Supplied data
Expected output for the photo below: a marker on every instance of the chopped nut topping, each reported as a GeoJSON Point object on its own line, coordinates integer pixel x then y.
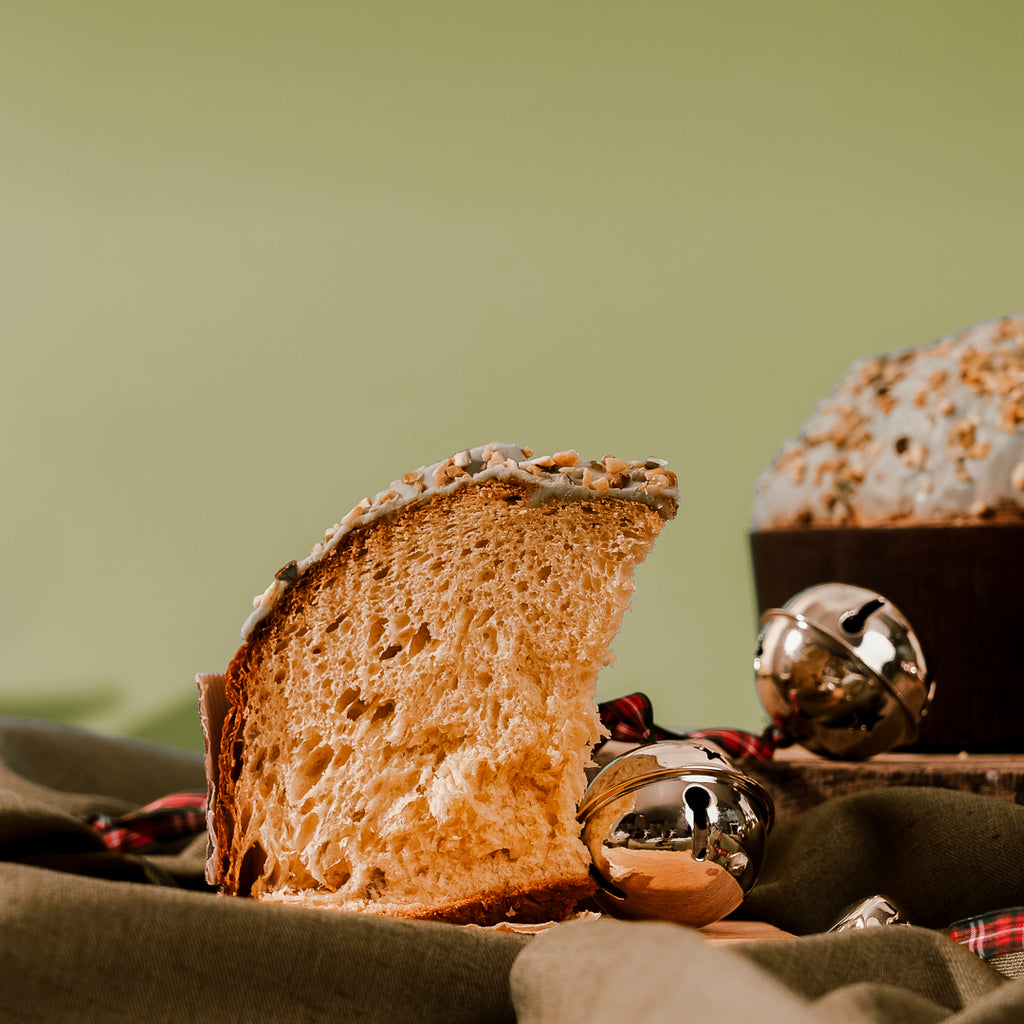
{"type": "Point", "coordinates": [566, 459]}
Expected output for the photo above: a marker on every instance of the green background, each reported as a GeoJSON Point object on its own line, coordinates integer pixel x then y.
{"type": "Point", "coordinates": [256, 260]}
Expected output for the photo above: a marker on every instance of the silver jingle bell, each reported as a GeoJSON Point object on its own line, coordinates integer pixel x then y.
{"type": "Point", "coordinates": [675, 832]}
{"type": "Point", "coordinates": [870, 912]}
{"type": "Point", "coordinates": [840, 670]}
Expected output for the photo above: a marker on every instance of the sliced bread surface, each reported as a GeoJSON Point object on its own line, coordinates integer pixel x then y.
{"type": "Point", "coordinates": [412, 711]}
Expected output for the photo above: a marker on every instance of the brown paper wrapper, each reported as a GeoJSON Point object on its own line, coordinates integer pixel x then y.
{"type": "Point", "coordinates": [962, 588]}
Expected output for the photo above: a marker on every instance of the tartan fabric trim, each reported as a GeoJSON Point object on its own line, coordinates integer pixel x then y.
{"type": "Point", "coordinates": [631, 720]}
{"type": "Point", "coordinates": [990, 935]}
{"type": "Point", "coordinates": [155, 824]}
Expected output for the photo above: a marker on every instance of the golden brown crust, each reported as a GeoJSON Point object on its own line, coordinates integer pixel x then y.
{"type": "Point", "coordinates": [237, 872]}
{"type": "Point", "coordinates": [553, 902]}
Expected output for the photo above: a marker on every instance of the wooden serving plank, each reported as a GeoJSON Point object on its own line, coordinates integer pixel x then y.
{"type": "Point", "coordinates": [798, 779]}
{"type": "Point", "coordinates": [742, 931]}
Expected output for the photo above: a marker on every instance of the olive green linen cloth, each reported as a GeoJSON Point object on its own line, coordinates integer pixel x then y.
{"type": "Point", "coordinates": [91, 935]}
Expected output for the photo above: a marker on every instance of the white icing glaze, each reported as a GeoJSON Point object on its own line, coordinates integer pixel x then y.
{"type": "Point", "coordinates": [562, 475]}
{"type": "Point", "coordinates": [930, 433]}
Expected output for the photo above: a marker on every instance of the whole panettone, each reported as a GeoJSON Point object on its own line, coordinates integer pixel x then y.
{"type": "Point", "coordinates": [908, 479]}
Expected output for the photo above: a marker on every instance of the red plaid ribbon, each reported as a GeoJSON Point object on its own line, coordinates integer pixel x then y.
{"type": "Point", "coordinates": [631, 720]}
{"type": "Point", "coordinates": [995, 937]}
{"type": "Point", "coordinates": [155, 824]}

Task to complete
Output the data exactly, pictures omitted.

Output of the task
Expected output for the photo below: a marker on every instance of the chopped nut topping, each reported as a GeoJSON Point object on its own line, coordinates integer pixel x then y.
{"type": "Point", "coordinates": [566, 459]}
Expected output for the photo above: a marker on every instance of the green background, each reported as a GeoJSON Point object on its own line, coordinates integer pixel x then y.
{"type": "Point", "coordinates": [256, 260]}
Expected output for the photo above: a marker on every instance of the silver jingle bell, each reported as a GeoJSON Point object on its own line, coordinates integer pixel x then y.
{"type": "Point", "coordinates": [675, 832]}
{"type": "Point", "coordinates": [870, 912]}
{"type": "Point", "coordinates": [840, 670]}
Expected output for the photo above: a marker on every instance of the sliced bread surface, each reported as a GeoJSON Point object on its own line, coordinates integer pixel x then y.
{"type": "Point", "coordinates": [412, 711]}
Expected output for the photo above: a marker on every instance of the brown paper wrapper, each reported as a GeoJSON Point object on its own line, coordinates integer pixel x then y.
{"type": "Point", "coordinates": [962, 588]}
Expected output for the photo above: a marker on every instance of the tartan fabric trim, each reported as a GeoJSON Point object on its own line, coordinates integer pixel x then y.
{"type": "Point", "coordinates": [631, 720]}
{"type": "Point", "coordinates": [990, 935]}
{"type": "Point", "coordinates": [155, 824]}
Expected output for the photo above: a marker on every instance of the golden brown crust, each reported as a GeoJSON Point object on its own line, coordinates integer pixel x then y.
{"type": "Point", "coordinates": [237, 872]}
{"type": "Point", "coordinates": [553, 902]}
Expected output for the photo above: a marker on every instance of the wooden serving plank, each reported as a GeoJSON Point object on its own line, coordinates integer pixel x then y.
{"type": "Point", "coordinates": [798, 779]}
{"type": "Point", "coordinates": [742, 931]}
Expected output for the photo above: a marker on every instance of the olive green linen cloth, each reported as a GeoJSON Point object on its own line, coordinates integer pixel x then y.
{"type": "Point", "coordinates": [91, 935]}
Expected output for the photo above: a marker on every instance of the white icing glaze, each reported as a GeoJSON Point object on its own line, coordinates integer pixel x then y.
{"type": "Point", "coordinates": [562, 475]}
{"type": "Point", "coordinates": [930, 433]}
Expected output for the photo above: a marker on every instance of the whole panettone, each reported as a GeoJSON Point object on its own line, coordinates integer pixel x then y.
{"type": "Point", "coordinates": [908, 479]}
Expected output for the photo above: a marker on every instance of the red plaid ribbon, each reported as a GeoJSON Point object on its own line, coordinates integer pixel x then y.
{"type": "Point", "coordinates": [631, 720]}
{"type": "Point", "coordinates": [995, 937]}
{"type": "Point", "coordinates": [155, 824]}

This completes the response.